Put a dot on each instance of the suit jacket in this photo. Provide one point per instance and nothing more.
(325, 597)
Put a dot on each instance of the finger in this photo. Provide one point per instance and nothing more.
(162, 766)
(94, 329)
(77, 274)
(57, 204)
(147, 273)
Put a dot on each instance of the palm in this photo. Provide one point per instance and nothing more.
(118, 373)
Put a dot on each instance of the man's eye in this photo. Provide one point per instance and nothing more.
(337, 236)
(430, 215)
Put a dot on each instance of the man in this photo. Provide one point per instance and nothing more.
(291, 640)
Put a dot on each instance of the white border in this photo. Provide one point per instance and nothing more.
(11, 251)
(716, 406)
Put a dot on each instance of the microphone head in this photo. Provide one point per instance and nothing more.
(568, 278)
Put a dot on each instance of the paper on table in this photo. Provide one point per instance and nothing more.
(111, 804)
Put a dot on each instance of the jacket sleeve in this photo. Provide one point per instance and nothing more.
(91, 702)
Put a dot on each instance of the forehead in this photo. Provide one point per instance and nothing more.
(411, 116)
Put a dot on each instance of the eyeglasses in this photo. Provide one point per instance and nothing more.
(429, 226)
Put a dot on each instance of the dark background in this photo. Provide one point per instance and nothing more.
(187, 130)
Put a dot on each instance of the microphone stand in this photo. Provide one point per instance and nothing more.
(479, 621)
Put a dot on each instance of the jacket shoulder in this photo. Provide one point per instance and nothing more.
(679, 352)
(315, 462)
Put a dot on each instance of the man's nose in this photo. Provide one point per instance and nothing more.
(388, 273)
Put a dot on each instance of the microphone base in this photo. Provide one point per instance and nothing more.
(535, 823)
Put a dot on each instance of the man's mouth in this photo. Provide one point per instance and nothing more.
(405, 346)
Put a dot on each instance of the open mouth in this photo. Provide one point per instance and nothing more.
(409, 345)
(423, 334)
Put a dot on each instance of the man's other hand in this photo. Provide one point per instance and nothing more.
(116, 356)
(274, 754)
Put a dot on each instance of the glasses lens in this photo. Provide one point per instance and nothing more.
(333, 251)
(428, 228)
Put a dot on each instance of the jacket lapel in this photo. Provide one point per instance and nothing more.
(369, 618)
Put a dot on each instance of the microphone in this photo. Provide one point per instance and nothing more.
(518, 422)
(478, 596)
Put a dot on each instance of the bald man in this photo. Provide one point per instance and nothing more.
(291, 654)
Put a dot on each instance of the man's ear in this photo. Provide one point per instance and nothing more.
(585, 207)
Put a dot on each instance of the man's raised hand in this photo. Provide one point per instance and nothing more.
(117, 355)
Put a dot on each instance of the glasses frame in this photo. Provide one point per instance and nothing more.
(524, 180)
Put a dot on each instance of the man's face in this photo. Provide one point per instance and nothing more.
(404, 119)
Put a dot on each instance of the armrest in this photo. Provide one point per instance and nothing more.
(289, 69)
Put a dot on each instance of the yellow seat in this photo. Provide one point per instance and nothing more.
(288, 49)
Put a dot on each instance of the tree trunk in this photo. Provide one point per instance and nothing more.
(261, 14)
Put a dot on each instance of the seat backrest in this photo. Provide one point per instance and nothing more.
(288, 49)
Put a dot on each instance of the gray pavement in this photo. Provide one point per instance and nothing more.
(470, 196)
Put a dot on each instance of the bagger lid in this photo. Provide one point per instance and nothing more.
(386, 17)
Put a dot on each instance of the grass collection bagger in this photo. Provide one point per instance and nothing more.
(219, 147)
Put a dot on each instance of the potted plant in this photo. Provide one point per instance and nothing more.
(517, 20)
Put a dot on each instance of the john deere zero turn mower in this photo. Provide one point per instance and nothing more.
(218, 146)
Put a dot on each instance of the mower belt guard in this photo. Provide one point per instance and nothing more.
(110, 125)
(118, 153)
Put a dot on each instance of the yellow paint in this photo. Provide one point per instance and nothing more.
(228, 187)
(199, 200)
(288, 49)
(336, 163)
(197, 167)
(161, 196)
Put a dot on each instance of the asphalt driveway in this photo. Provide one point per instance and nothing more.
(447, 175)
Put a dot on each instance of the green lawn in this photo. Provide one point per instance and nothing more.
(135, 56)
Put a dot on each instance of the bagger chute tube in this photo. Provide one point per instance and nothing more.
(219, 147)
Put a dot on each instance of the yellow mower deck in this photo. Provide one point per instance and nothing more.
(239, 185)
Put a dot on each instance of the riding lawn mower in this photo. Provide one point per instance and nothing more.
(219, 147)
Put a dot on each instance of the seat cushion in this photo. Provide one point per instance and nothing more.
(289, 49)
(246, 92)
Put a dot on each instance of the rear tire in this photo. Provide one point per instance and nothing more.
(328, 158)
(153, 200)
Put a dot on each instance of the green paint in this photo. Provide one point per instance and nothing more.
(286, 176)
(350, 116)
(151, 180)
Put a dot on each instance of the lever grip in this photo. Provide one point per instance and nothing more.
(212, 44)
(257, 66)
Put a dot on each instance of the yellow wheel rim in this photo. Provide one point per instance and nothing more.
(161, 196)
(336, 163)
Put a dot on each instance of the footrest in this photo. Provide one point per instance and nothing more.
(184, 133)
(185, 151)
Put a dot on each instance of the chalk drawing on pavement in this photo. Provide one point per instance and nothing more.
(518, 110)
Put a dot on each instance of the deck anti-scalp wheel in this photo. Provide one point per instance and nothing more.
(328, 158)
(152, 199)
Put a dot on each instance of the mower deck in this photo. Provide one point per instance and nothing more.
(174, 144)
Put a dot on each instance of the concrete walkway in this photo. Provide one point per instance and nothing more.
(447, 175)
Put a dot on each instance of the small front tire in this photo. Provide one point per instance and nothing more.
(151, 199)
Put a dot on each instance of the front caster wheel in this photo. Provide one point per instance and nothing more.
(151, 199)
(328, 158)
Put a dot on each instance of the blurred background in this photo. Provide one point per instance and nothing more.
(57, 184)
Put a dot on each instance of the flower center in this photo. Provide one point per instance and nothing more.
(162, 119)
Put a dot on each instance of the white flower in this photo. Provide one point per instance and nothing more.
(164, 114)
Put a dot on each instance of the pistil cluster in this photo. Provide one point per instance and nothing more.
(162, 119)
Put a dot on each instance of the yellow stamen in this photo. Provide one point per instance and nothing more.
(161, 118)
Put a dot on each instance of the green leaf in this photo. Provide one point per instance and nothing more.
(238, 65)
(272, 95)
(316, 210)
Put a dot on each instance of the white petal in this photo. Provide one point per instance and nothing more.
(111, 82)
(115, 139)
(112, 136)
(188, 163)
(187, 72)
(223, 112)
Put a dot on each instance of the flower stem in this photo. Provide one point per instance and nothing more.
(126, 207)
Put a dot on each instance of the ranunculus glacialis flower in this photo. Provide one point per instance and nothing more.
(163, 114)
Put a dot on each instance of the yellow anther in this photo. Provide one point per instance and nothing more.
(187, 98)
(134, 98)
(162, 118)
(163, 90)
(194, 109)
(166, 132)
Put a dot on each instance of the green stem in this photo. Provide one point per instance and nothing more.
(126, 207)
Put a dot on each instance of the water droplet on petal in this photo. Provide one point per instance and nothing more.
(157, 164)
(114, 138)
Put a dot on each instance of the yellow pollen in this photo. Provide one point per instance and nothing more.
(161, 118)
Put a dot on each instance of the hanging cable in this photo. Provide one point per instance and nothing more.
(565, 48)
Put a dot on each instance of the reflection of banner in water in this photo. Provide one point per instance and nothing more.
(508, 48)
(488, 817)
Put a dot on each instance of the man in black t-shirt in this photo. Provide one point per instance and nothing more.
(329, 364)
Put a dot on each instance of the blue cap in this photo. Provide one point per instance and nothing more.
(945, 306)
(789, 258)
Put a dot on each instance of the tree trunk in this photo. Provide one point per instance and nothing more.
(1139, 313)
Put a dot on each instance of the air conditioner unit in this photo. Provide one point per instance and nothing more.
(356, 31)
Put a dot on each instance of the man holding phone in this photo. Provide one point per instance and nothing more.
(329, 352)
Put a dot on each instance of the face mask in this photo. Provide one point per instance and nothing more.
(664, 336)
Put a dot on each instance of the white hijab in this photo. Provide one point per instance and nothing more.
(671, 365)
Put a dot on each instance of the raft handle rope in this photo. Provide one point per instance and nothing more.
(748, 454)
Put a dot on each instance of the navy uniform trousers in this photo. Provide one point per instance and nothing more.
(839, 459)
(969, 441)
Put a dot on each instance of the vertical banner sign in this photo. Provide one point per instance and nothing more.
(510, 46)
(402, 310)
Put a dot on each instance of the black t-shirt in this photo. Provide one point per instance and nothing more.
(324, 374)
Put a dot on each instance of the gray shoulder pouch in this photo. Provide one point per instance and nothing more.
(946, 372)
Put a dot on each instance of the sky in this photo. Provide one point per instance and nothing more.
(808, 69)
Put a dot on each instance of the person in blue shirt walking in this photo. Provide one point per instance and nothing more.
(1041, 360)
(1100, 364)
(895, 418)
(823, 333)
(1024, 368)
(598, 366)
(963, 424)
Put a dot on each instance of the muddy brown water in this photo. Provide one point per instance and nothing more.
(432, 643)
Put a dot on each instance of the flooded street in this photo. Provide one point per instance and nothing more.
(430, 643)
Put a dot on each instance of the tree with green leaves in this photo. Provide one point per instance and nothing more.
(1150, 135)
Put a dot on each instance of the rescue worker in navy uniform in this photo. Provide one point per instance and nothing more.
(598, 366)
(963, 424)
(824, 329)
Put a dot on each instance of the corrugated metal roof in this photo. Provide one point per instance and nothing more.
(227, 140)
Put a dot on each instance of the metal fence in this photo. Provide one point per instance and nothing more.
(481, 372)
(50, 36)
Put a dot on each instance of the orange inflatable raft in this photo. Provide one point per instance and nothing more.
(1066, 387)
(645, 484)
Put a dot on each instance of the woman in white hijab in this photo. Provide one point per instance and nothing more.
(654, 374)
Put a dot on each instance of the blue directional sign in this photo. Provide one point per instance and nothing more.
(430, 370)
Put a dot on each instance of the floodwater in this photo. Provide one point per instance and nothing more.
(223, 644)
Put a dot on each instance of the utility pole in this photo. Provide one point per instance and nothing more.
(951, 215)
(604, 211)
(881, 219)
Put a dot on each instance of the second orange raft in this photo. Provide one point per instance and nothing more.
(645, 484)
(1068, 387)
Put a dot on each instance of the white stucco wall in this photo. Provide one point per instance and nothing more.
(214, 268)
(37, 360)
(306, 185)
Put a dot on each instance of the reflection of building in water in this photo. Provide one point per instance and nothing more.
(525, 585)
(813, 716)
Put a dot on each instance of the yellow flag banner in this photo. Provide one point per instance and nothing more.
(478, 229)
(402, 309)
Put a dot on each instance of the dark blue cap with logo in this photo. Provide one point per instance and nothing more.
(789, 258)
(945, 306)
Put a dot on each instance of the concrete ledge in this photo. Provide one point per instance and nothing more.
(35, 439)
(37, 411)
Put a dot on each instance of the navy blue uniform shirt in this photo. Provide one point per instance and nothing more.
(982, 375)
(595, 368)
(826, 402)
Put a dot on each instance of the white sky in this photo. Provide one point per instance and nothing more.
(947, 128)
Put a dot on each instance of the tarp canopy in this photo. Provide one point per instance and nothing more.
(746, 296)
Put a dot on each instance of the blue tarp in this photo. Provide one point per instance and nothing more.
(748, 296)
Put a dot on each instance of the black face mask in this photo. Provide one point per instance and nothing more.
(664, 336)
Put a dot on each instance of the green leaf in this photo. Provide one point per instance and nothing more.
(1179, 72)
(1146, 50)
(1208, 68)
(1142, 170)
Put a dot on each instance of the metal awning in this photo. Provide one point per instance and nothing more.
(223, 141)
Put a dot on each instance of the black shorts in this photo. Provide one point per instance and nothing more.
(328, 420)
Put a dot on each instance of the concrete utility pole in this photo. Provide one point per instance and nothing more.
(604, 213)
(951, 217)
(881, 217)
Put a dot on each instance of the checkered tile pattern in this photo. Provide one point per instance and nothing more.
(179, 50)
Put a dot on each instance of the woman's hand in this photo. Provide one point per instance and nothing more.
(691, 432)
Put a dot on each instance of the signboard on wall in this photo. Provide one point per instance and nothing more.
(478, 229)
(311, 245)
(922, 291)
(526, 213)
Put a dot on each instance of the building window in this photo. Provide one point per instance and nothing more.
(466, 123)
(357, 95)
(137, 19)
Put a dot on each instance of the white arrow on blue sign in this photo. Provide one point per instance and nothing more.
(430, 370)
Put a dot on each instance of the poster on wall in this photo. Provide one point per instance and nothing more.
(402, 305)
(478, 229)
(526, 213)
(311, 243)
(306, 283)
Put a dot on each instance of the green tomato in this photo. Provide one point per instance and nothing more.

[Instructions for the task] The line containing "Put a dot on each instance of the tarp" marks the start; retype it and each line after it through the end of the records above, exactly.

[Solved exercise]
Put a dot on each instance of the tarp canopy in this photo. Provide one point per instance and nothing more.
(746, 296)
Put a dot on each instance of the blue tarp in this photo. Provide one point per instance and nothing more.
(748, 296)
Put a dot on each instance of the black face mask in this photo. Provide one point per instance and nothing more.
(664, 336)
Put a dot on each instance of the green leaf in this photo. Provide one point per instance and nothing more.
(1179, 72)
(1146, 50)
(1208, 68)
(1142, 170)
Put a dot on each instance of the metal awning in this photo. Provide one point per instance and nothing more.
(223, 141)
Put a dot on each instance of the black shorts in this photo. Provide one point per instance and nothing more.
(328, 420)
Put a dot on each instance of the concrete utility pole in this photo. Provide one point per instance and nothing more.
(604, 213)
(951, 217)
(881, 217)
Put a dot on each instance of the checkered tile pattern in this photo. Provide one point per instance and nothing more.
(179, 50)
Put a dot on each instance of the woman's hand in this photo. Provide one point per instance and nothing more.
(691, 432)
Put a dot on each instance of the signboard on wall in this photo. Provide one point per instance and nothing more.
(478, 229)
(311, 245)
(922, 291)
(526, 213)
Put a dot on each instance of the building window in this photo. Provide one point per instance and nothing more.
(466, 123)
(357, 95)
(137, 19)
Put a dot on each instance of the white arrow on blue sign in this photo. Provide one point per instance and nothing more.
(430, 370)
Put a dot on each instance of the poster on wall in this photo. Provide one point per instance and nothing more.
(402, 305)
(478, 229)
(526, 213)
(311, 243)
(306, 283)
Put a dot on each instance of the green tomato in this photo. Provide one point per instance and nothing more.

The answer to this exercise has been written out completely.